Records contained in a dataset:
#####

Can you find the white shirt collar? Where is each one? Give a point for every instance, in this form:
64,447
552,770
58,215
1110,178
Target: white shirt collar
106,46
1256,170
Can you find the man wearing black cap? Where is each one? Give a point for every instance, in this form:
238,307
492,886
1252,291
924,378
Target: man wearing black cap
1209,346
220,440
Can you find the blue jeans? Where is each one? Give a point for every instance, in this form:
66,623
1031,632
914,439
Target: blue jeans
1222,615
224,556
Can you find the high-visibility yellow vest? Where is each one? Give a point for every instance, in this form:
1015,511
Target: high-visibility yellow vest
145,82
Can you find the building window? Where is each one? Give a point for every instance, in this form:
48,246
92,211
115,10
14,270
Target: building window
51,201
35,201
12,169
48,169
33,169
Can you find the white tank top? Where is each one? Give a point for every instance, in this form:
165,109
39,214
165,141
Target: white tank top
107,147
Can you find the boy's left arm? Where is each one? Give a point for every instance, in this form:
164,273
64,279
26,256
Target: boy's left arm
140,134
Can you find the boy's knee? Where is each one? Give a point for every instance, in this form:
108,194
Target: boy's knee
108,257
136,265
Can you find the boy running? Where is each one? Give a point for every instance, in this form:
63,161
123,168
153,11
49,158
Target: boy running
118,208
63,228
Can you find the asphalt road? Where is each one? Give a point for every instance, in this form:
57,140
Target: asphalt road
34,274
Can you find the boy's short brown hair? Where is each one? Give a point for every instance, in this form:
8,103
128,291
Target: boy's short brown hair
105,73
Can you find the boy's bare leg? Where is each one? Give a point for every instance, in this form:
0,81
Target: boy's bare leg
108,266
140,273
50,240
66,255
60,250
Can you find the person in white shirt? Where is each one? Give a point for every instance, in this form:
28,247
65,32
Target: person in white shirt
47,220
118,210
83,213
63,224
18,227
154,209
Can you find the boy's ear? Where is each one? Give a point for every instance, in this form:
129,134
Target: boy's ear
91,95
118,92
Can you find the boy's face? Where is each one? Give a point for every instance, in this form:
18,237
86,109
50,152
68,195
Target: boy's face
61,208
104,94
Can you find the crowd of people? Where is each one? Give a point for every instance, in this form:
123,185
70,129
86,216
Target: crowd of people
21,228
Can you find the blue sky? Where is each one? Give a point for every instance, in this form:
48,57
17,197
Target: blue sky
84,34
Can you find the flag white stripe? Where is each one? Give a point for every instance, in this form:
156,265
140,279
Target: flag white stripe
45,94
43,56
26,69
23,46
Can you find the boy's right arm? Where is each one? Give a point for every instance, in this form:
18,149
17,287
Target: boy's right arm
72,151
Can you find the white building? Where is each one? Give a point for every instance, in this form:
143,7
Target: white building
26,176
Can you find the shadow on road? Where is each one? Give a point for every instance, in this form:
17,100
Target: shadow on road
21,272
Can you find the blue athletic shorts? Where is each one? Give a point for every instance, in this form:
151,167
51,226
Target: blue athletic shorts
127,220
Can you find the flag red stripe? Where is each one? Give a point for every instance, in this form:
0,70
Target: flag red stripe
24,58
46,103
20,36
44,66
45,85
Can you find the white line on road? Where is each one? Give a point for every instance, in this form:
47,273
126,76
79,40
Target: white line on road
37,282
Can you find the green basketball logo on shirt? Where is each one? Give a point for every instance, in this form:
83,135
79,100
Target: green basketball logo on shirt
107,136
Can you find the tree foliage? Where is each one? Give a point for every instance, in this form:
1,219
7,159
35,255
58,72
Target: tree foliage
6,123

#####

WHAT THIS TASK INVOLVES:
For this exercise, give every entry again exactly as it appears.

RESPONSE TO THE TASK:
Can you find the white shirt collar? Where is each one? Give a point for every instance, in this form:
64,447
552,770
58,215
1110,178
Target: white shirt collar
106,46
1256,170
Can you find the man wearing black cap? Where is each one? Give a point for every instance, in this form:
238,307
492,886
1252,291
924,378
Target: man wearing black cap
1209,346
220,440
Can you find the blue jeans? Where is each one? Give a point for every instance, in this form:
66,623
1031,632
914,439
Target: blue jeans
1222,615
224,556
Can you find the high-visibility yellow vest? Where is each one? Give a point for every instance, in this form:
1015,511
Target: high-visibility yellow vest
145,82
Can you find the building window? Where is each one? Give a point for every instance, in this form:
48,246
92,211
115,10
14,270
Target: building window
51,201
35,201
12,169
48,169
33,169
Can you find the white tank top? Where is each one? Give a point for every instance, in this form:
165,109
39,214
165,141
Target: white tank top
107,147
Can you find the boy's left arm? Where is each one? Give a point for every instance, in this form:
164,273
64,279
26,256
Target: boy's left arm
140,134
Can you find the boy's knee? Where is each one? Give a point for every instance, in this form:
108,194
Target: boy's knee
108,257
136,265
Can you find the boy running? Where is each one? Give a point for every instance, in this form:
63,161
123,168
153,11
49,158
Target: boy running
118,208
63,228
Can you find the asphalt road? Where is each one? Give a point for every instance, in this form:
57,140
Target: asphalt road
34,274
Can you find the boy's short brown hair? Where is each one? Give a point for every instance, in this form:
8,103
128,291
Target: boy's short brown hair
105,73
Can you find the boy's bare leg? Where is each one? Give a point for every instance, in this form:
0,81
Target: boy's bare leg
108,266
140,273
50,240
66,255
60,250
Can you find the person in white shirt? Where is each one? Give a point for every instance, in this form:
28,247
65,32
Target: person in white shirt
47,220
118,210
83,213
63,224
18,227
154,209
Can you find the boy's ear? Where is each one? Give a point for every instance, in this form:
129,134
Target: boy's ear
91,95
118,92
Can you find the boy's face? Where is each one? Give a point for every instance, in this form:
18,237
86,109
50,152
68,195
Target: boy's face
61,208
104,94
Can you find the crowd of people? Where is each one? Give a point for every instance, in this form:
123,185
70,129
86,216
Target: crowd of people
21,228
Can you find the blue sky? Where is each one? Give a point for every instance, in this form:
48,57
17,197
Target: blue sky
84,34
Can you find the flag white stripe? Where is each one? Give a point for every instance, in this form:
156,265
140,279
Target: flag white stripe
45,94
43,56
26,69
23,46
Can you find the boy's right arm? Where is each one? Give a point for every instance, in this form:
18,149
17,287
Target: boy's right arm
72,151
Can you find the white building? Where is each one? Give a point for every instance, in this form:
143,7
Target: white building
26,176
Can you find the shadow on road? Where is each one? Give a point for every instance, in this form:
17,100
Target: shadow on road
21,272
Can you find the blue athletic shorts? Where is each one? Give a point for every instance, in this form:
151,167
51,226
Target: blue athletic shorts
127,220
Can you find the flag red stripe? Where is each one? Give a point for every instance, in this form:
0,70
Target: flag red stripe
24,58
46,103
20,36
44,66
45,85
Can you find the white line on road? Where is each one? Give a point for every instance, in this form:
47,273
126,76
79,40
Target: white line on road
37,282
Can you find the green basketball logo on shirt? Where is each one? Give a point for every instance, in this form:
83,135
79,100
Target: green basketball logo on shirt
107,136
Can you find the tree foliage? Where is each one? Give a point for every instance, in this form:
1,219
7,159
35,255
58,72
Target: tree foliage
6,123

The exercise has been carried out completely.